◆ **Work to complete**: Reproduce every one of the records below verbatim, omitting the pictures.

* start Source records *

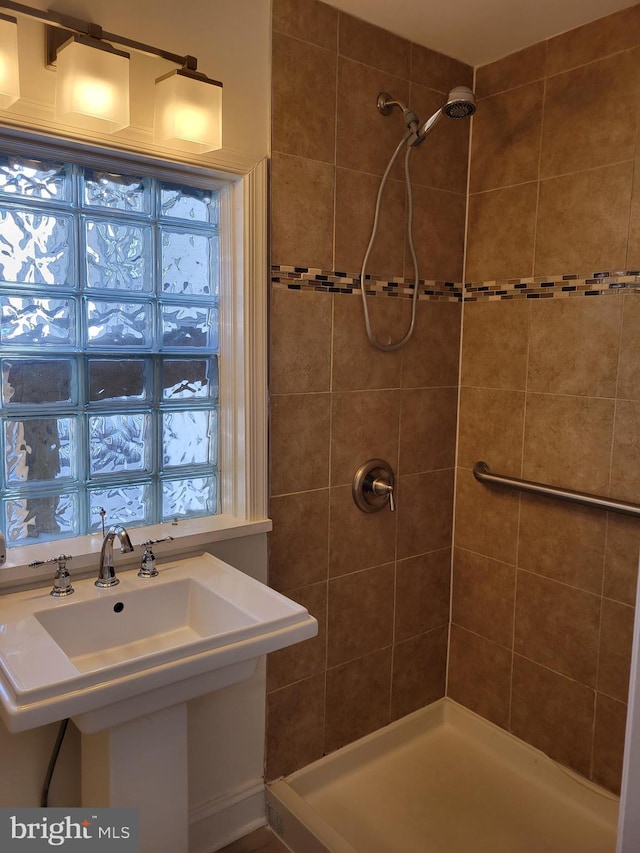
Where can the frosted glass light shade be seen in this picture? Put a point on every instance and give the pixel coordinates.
(188, 112)
(92, 85)
(9, 78)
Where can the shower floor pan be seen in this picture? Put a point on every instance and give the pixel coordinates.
(442, 780)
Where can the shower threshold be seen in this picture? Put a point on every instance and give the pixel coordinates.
(441, 780)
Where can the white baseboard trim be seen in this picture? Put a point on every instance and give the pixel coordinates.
(218, 822)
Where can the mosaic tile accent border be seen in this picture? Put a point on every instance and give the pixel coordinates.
(538, 287)
(306, 278)
(558, 287)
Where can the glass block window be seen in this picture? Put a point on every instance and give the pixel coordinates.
(109, 298)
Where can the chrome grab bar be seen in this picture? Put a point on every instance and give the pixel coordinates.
(483, 474)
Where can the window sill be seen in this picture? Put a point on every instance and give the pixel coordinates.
(188, 535)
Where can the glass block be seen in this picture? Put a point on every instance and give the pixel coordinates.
(189, 326)
(117, 256)
(119, 443)
(41, 518)
(20, 176)
(40, 449)
(190, 264)
(188, 438)
(190, 497)
(37, 321)
(121, 379)
(36, 247)
(124, 504)
(118, 324)
(183, 202)
(190, 379)
(33, 381)
(116, 192)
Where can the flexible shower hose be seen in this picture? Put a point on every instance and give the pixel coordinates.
(374, 230)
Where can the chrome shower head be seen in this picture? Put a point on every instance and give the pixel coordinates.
(461, 103)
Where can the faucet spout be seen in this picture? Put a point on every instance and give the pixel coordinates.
(107, 573)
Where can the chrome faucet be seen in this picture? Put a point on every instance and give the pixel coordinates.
(107, 573)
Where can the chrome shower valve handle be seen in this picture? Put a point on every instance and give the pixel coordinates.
(374, 486)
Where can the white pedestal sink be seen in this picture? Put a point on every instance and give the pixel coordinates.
(122, 662)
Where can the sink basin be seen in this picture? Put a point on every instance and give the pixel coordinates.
(105, 656)
(159, 621)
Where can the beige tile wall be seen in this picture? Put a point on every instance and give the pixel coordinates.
(379, 584)
(544, 593)
(553, 147)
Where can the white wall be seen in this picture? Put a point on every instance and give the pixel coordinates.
(230, 38)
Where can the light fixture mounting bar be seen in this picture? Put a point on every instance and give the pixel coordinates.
(76, 26)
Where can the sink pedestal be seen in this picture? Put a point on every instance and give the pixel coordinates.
(142, 764)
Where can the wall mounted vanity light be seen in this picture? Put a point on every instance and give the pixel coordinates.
(92, 87)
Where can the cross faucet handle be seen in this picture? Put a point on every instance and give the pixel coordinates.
(62, 581)
(148, 563)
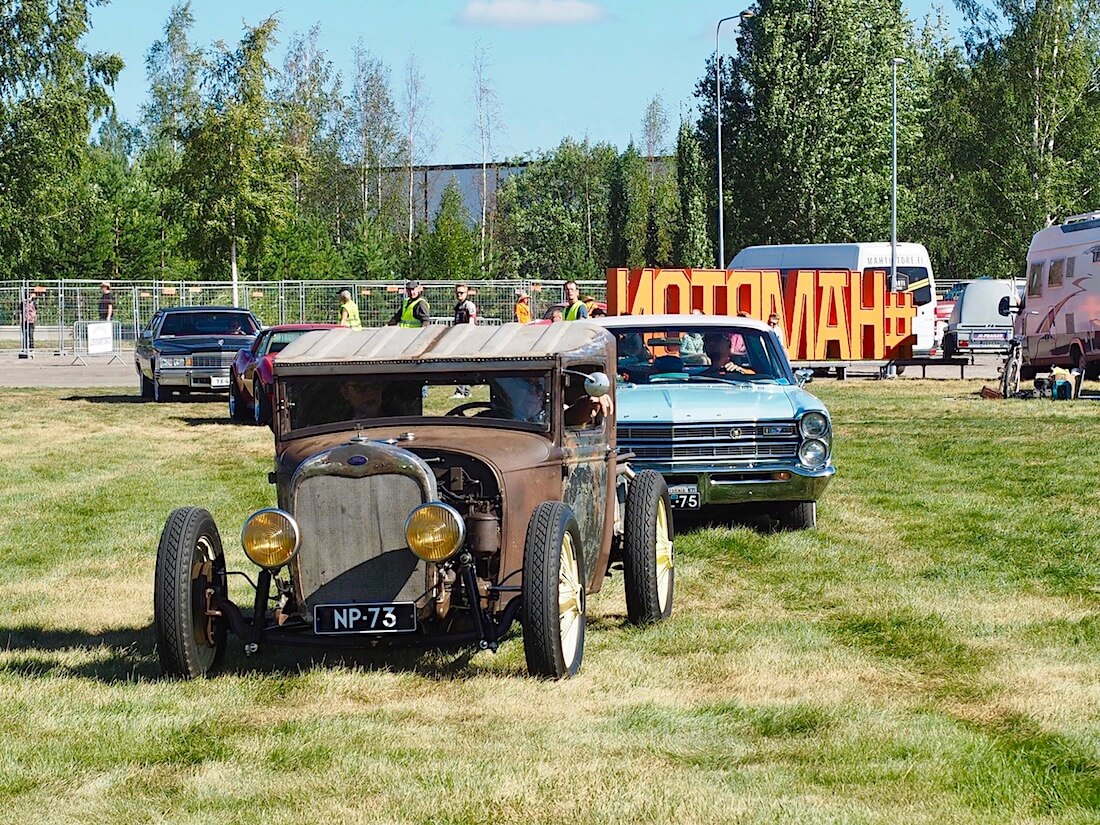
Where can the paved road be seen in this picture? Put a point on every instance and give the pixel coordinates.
(59, 371)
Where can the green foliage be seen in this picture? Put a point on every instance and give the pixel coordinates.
(449, 251)
(51, 90)
(301, 250)
(553, 215)
(233, 175)
(692, 244)
(807, 113)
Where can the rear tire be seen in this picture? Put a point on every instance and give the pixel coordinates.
(261, 404)
(553, 593)
(189, 561)
(798, 516)
(648, 562)
(237, 408)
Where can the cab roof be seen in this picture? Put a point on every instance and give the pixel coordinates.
(329, 350)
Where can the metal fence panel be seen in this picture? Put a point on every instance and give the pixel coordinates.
(63, 305)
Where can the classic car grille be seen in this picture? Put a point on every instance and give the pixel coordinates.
(212, 359)
(353, 546)
(730, 443)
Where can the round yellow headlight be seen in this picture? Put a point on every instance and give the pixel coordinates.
(270, 538)
(435, 531)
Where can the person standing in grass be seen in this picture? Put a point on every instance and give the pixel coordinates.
(574, 307)
(414, 311)
(465, 311)
(349, 311)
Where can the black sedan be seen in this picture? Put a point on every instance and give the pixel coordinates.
(185, 349)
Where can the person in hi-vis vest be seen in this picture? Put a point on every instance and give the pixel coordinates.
(414, 310)
(574, 307)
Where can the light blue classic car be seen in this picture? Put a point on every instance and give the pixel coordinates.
(712, 404)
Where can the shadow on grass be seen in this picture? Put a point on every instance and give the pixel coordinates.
(107, 398)
(129, 655)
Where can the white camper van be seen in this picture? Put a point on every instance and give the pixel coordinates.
(913, 266)
(1058, 323)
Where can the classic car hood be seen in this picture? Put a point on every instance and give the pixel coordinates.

* end Source records *

◆ **Worked answer**:
Where can the frosted glass light shade be seen in this picture? Put a point on every instance and give the pixel coordinates.
(188, 112)
(92, 85)
(9, 78)
Where can the shower floor pan be seen in this picture? Put a point on every instance and give the pixel coordinates.
(442, 780)
Where can the shower threshold be seen in this picture? Put a point on every instance and give the pixel coordinates.
(441, 780)
Where can the white baseboard trim be seen in this picture? Put a point on every instance and give the pixel coordinates.
(218, 822)
Where can the mosaic tile accent border be seen in this picture? Put a point on every instance and give the pixel coordinates.
(538, 287)
(306, 278)
(558, 287)
Where can the glass block window be seen in this picture? Put a point on every instance and give the pixel coordinates.
(109, 298)
Where can the chrome grab bar be seen in this picture? Put a point on every instance and give the pixel coordinates.
(483, 474)
Where can the window sill be seen in this picture? Put a point on every instance and give the pixel coordinates.
(188, 535)
Where can the glass block be seen in this picture? Put a point on every instance and give the pixel coordinates.
(189, 326)
(117, 256)
(119, 443)
(41, 518)
(20, 176)
(40, 449)
(190, 264)
(188, 438)
(190, 497)
(37, 321)
(121, 379)
(36, 247)
(124, 504)
(118, 324)
(183, 202)
(190, 379)
(33, 381)
(116, 192)
Where can the flexible shower hose be seen in this picture? Put a point on every instance and give the pixel coordinates.
(374, 230)
Where can the chrome shower head be seen in this picture? Put a point on every instance and give the pixel coordinates.
(461, 103)
Where can the faucet spout be seen in this picture? Put a point on every instance and give the pixel coordinates.
(107, 573)
Where can the chrome faucet be seen in this picture? Put a point on every instance and give the pixel coordinates.
(107, 573)
Where can the chrome shower valve handle be seen in this picture? Put a point on every instance and give the pixel coordinates.
(374, 486)
Where can the white pedestal sink be seen in this picture? Put a point on every instance and give the pixel coordinates.
(122, 662)
Where can the sink basin be seen in this picture? Put a point on every instance and give the pixel coordinates.
(105, 656)
(159, 621)
Where can the beige tile wall be seen in this picture? Put a point on every instance and give the pixel coordinates.
(379, 584)
(544, 593)
(553, 147)
Where can the white wall be seen in this picture? Put a point on every instance and give the pixel coordinates.
(230, 38)
Where can the light fixture mounting bar be seen in this picture? Put a point on every instance and give the pixel coordinates.
(76, 26)
Where can the sink pedestal be seen in this picture? Put a point on every instance and give the pixel coordinates.
(142, 764)
Where can the wall mounted vanity light be seen in this picture? Put a point on every instance and give the pixel coordinates.
(92, 87)
Where can the cross faucet handle be seen in this picture? Put a point on every instance and give the pixel coordinates.
(62, 581)
(148, 563)
Where can the paved road be seen in this picture? Put a point on every instance and give the pixel coordinates.
(59, 371)
Where can the green foliage be seen in this picture? Put a point on every instance and give the pixel coordinates.
(449, 251)
(51, 90)
(301, 250)
(553, 215)
(233, 175)
(692, 244)
(807, 113)
Where can the rear tire be seen in this picture? Put a point on every instance and give the pixel coordinates.
(261, 404)
(553, 593)
(189, 561)
(798, 516)
(648, 562)
(237, 408)
Where can the cab roof be seen in this picture? Put a point on every instance and give the pixel coordinates.
(329, 350)
Where can the metal fence panel be seen in this picture? Put a point on every instance and give the pixel coordinates.
(63, 305)
Where can the classic car grille be seen in this picture? Put a point on every instance and give the pixel coordinates.
(212, 359)
(353, 546)
(730, 443)
Where can the round yellow headlight be seen in this picture? Put a point on every instance and give the pixel coordinates.
(270, 538)
(435, 531)
Where can the person standing in grass be seen in this picture? Put a point on every instance and give the pixel coordinates.
(574, 307)
(414, 311)
(465, 311)
(349, 311)
Where can the black sedan be seen in this picture? Put a point on every instance and give the pixel coordinates.
(185, 349)
Where can the person in hi-vis vest be seen in this picture? Put a point on every instance and give the pixel coordinates.
(414, 310)
(574, 307)
Where can the light blue classic car be seen in this picture? Put a point on every instance and give the pixel coordinates.
(712, 404)
Where can the shadow on grass be seen in this picture? Put a point on every instance and give the pixel coordinates.
(107, 398)
(129, 655)
Where can the white camper van be seen in this picture? Put a point on every instance and give the pixel coordinates.
(913, 266)
(1058, 323)
Where can the classic car hood be seen in this picture? Put a point on every instance and give the pixel coordinates.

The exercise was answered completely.